TASK LIST
(a) Rewrite the part of the passage on nitrite-free bacon that opens with "The belief that" and closes with "nitrites in it.", changing "misconception" to "misunderstanding".
(b) According to the passage on nitrite-free bacon, what has led many bacon consumers to reject bacon cured with nitrites?

SUPPLIED TEXT
-------------------------

The belief that nitrites and nitrates cause serious health problems has been entrenched in popular consciousness and media.
There seems to be a common misconception among bacon eaters regarding nitrite-free bacon. A study linking certain types of cancer to nitrate and nitrite consumption has caused many bacon consumers to reject bacon that is cured with nitrites. By purchasing supposedly “nitrite-free” bacon, consumers are often erroneously assuming that their bacon has no nitrites in it.
But you only need to read the fine print on labels advertising themselves as “nitrite-free.” Look for the asterisk and the small text, which will usually say something like “No added nitrites” or “No nitrites except for those naturally-occurring nitrites found in celery powder.”

-------------------------

RECORDED INFORMATION
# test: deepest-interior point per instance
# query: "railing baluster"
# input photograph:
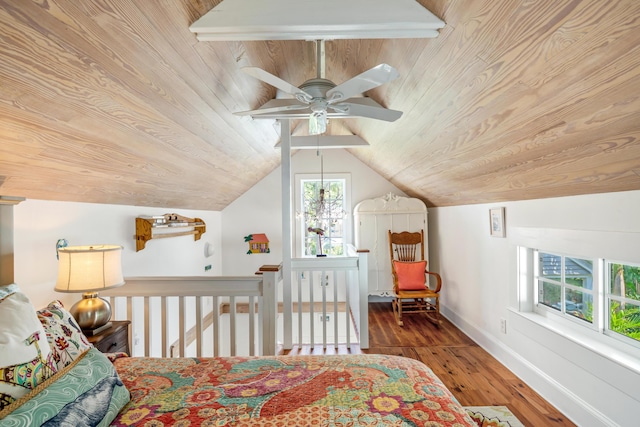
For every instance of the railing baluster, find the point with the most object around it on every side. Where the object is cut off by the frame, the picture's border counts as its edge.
(324, 282)
(216, 326)
(147, 332)
(311, 323)
(182, 326)
(199, 326)
(335, 309)
(232, 325)
(300, 340)
(252, 326)
(164, 324)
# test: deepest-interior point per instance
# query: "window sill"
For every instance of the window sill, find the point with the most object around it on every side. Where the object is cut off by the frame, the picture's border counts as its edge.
(623, 355)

-------------------------

ANSWERS FOR THIS EXERCISE
(a)
The belief that nitrites and nitrates cause serious health problems has been entrenched in popular consciousness and media.
There seems to be a common misunderstanding among bacon eaters regarding nitrite-free bacon. A study linking certain types of cancer to nitrate and nitrite consumption has caused many bacon consumers to reject bacon that is cured with nitrites. By purchasing supposedly “nitrite-free” bacon, consumers are often erroneously assuming that their bacon has no nitrites in it.

(b) A study linking certain types of cancer to nitrate and nitrite consumption.